**ZU ERLEDIGEN**
1. Unter welcher Bedingung kann Kunst laut dem Text über Kanal und Medien autonom sein?
2. Setze den Text über Kanal und Medien nach seinem letzten Satz fort.

**ZITIERTER TEXT**
------------------------

Meine Definition lautet deshalb abgeschwächt: Der Kanal determiniert das darin Transportierte. Und auch die Umkehrung gilt: Das Transportierte existiert ausschliesslich als Teil des Kanals. Es hat keinen Sinn, über einen Fernsehfilm zu reden, ohne das Fernsehen zu reflektieren; über einen Text zu reden, ohne den Verlag des Buches zu reflektieren; über die sicher sehr verschiedenen Beiträge zur 700-Jahr-Feier zu reden, ohne das homogene Kanalsystem der 700-Jahr-Feier zu reflektieren etc.

Daraus folgt: Die Diskussion des Transportierten unter Ausschluss des Kanals ist «ideologisches postulat herrschender kunstbetrachtung», so die «Konvolut»-Formulierung, die die Eskamotierung des Rahmens anspricht: Die Ausblendung des Kanals gibt dem Kunstprodukt zwar den idealistischen Schein von Autonomie. Es gibt aber keine autonome Kunst, die veröffentlicht ist. Autonom kann Kunst nur sein, wenn sie den Kanal verweigert. Darum ist Kunst entweder autonom oder veröffentlicht.

[1] Zitiert nach: Michael Kunczik, Massenkommunikation. Köln/Wien (Böhlau Verlag) 1979/2, S. 71.

(24.01.1991, 19.03.1998; 19.09.2017; 21.06.2018)

 

Nachtrag 1

Ich stolpere über das Zitat von Raymond Williams: «Wenn der Effekt der Medien vom Inhalt unabhängig ist, dann ist es gleichgültig, wer die Medien kontrolliert und welche Inhalte sie haben etc.» Daran ist bloss folgendes richtig: Wenn der Effekt der Medien vom Inhalt unabhängig ist, dann ist es gleichgültig, welchen Inhalt sie haben. Nicht gleichgültig ist jedoch, wer die Medien kontrolliert. Von Belang bleiben Besitzverhältnisse und Verfügungsgewalt.

Denn auch wenn «der Effekt der Medien vom Inhalt unabhängig» ist, heisst das nicht, dass Medien keine Effekte hätten. Es ist nicht gleichgültig, wer diese Effekte steuert. Zu fragen wäre, wer mit welcher Absicht für welche Effekte verantwortlich ist. Meine spontane Vermutung: Es sind jene, die an gesellschaftlicher Kontrolle und Überwachung ein Interesse haben.

------------------------

**MITGELIEFERTE DATENSÄTZE**

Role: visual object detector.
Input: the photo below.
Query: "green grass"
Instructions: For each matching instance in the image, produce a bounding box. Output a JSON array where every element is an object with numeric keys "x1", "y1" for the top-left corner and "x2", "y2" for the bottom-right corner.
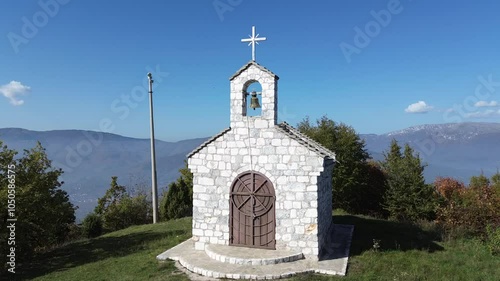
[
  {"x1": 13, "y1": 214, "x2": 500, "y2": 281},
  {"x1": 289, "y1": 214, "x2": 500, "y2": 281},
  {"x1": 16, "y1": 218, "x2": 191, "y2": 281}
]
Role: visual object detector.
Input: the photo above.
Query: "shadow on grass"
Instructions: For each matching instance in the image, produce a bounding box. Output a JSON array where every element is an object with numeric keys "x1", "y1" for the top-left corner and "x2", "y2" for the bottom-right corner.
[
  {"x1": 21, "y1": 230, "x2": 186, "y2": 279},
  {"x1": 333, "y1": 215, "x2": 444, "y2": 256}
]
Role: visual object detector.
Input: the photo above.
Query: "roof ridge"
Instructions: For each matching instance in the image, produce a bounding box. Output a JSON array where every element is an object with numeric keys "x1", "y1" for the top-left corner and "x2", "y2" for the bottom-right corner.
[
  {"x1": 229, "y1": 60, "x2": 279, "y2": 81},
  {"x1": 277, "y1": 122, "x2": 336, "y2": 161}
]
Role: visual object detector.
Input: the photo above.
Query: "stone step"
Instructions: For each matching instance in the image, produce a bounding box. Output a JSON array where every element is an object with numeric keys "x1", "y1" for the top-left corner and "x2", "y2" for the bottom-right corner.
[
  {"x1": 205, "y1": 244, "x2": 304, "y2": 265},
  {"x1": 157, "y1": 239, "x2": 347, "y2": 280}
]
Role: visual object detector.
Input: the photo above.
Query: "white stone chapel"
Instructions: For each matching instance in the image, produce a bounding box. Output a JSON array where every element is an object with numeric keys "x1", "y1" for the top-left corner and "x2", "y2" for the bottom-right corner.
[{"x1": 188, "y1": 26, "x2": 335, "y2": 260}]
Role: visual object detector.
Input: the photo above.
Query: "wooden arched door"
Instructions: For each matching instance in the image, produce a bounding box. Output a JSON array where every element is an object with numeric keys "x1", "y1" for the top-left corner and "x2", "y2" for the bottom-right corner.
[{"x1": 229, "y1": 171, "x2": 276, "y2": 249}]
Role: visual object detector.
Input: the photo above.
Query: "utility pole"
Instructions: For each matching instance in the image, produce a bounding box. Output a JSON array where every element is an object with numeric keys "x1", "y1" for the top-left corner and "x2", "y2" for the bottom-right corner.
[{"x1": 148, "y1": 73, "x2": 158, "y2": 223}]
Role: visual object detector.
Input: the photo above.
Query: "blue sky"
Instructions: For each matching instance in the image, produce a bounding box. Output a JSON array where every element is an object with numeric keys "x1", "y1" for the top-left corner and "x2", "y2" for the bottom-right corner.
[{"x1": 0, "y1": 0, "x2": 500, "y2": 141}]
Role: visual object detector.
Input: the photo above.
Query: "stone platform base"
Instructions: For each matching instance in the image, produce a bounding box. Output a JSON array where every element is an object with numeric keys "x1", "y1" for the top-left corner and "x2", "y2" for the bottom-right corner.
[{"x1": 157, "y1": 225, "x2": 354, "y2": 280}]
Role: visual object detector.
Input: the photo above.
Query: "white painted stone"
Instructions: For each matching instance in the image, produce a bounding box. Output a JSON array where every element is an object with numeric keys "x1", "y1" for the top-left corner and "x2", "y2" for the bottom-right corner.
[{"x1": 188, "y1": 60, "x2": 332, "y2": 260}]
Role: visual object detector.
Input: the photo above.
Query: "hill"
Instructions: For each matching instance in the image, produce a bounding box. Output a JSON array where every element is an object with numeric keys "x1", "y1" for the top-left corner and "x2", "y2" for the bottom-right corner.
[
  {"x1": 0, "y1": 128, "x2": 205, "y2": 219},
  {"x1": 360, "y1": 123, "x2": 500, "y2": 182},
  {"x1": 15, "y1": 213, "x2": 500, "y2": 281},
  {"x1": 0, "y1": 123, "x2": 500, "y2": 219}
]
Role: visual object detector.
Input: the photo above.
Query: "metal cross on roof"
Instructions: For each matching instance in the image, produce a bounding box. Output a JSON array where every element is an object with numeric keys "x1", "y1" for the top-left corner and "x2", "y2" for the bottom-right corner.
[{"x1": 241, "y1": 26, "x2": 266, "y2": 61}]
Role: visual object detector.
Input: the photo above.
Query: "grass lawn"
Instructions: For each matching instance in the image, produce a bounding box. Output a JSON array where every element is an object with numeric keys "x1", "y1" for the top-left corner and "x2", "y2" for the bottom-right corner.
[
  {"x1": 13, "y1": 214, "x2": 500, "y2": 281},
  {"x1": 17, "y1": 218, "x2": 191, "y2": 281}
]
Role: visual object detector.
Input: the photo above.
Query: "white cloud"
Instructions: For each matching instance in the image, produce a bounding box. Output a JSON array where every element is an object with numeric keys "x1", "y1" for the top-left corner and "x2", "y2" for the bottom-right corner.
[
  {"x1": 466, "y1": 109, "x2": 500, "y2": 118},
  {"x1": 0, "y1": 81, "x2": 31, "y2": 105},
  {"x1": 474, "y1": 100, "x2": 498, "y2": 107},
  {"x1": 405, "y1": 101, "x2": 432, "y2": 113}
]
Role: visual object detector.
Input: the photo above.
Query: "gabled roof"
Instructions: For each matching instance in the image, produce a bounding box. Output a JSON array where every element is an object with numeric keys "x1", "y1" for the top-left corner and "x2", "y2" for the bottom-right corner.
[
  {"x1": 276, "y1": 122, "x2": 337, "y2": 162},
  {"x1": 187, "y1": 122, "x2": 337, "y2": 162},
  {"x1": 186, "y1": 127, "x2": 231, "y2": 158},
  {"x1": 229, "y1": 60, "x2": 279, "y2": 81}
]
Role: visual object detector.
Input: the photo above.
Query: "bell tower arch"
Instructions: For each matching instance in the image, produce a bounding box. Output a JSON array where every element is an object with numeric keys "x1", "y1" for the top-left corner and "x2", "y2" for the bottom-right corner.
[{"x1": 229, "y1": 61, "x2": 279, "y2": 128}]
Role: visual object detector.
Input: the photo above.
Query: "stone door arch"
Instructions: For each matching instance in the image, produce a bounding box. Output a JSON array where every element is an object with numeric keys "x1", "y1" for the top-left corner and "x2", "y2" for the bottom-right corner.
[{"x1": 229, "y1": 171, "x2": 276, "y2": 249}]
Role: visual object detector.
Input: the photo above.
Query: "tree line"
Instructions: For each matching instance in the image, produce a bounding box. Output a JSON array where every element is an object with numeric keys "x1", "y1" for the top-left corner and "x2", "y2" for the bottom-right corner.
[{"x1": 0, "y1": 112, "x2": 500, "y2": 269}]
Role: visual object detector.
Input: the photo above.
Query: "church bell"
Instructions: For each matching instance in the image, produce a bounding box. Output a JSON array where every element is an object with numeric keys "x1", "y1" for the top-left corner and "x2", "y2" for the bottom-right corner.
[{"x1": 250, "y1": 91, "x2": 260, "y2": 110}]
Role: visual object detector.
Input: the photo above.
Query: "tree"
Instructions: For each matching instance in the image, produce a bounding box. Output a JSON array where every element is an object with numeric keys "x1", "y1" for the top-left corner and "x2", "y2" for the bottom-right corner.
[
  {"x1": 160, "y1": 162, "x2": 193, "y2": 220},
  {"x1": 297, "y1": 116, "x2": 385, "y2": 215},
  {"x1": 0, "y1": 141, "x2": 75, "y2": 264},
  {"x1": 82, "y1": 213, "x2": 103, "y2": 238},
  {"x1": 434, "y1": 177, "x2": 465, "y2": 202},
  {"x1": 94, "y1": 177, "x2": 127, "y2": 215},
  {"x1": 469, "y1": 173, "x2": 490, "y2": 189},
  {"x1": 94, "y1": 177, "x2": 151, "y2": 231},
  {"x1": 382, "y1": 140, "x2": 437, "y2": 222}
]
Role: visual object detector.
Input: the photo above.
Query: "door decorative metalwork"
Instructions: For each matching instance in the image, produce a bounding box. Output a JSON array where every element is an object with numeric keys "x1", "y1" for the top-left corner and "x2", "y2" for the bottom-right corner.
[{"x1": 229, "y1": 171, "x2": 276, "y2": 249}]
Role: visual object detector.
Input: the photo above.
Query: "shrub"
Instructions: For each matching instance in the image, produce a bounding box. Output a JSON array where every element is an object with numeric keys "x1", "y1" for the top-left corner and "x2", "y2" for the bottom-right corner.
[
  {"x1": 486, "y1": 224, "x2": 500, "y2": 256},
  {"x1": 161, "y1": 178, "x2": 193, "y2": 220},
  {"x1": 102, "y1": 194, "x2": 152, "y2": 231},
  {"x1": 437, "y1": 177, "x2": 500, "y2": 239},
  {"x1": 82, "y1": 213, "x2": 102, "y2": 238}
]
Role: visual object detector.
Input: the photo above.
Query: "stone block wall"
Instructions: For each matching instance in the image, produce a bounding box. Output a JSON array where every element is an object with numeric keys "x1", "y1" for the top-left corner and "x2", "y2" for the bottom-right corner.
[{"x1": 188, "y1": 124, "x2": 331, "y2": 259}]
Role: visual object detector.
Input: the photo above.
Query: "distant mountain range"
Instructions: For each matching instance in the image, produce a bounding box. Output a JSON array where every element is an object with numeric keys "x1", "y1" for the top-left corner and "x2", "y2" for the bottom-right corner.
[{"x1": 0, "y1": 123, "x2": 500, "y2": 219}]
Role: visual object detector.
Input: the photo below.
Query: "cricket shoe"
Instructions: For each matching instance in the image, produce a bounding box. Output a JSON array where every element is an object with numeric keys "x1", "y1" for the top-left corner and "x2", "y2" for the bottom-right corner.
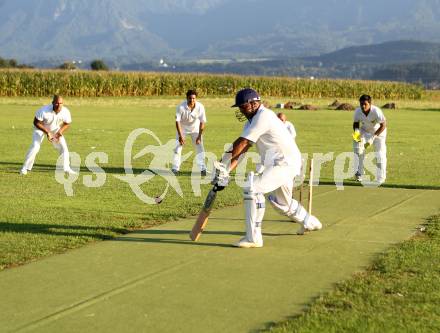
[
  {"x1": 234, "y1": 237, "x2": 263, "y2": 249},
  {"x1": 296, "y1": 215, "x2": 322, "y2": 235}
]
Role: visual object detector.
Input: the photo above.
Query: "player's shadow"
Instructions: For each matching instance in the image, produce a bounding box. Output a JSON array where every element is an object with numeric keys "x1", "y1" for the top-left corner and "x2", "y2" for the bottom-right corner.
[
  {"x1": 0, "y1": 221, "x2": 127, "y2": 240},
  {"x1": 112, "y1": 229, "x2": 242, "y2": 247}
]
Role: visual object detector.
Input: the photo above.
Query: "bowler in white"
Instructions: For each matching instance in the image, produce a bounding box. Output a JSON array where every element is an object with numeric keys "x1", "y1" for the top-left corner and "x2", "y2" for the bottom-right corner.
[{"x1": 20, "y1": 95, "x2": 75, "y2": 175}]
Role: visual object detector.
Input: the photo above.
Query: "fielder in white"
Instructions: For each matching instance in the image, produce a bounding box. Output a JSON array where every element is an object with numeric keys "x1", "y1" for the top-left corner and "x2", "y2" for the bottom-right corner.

------------------------

**ANTWORTEN**
1. Nur wenn sie den Kanal verweigert.

2.
Medien strukturieren die soziale Welt flächendeckend so, dass die massenhafte Einwegkommunikation unverbundene Konsum-Monaden erzwingt, die – sozial vereinzelt – ihr Bewusstsein auf eine mediale Wirklichkeit fokussieren und so tendenziell in ihrer tatsächlichen immer weniger handlungsfähig sind. Ich bezweifle, dass die Medien der Kunstvermittlung in diesem Punkt andere Effekte hervorrufen als die journalistischen – auch wenn sie teilweise andere beabsichtigen mögen.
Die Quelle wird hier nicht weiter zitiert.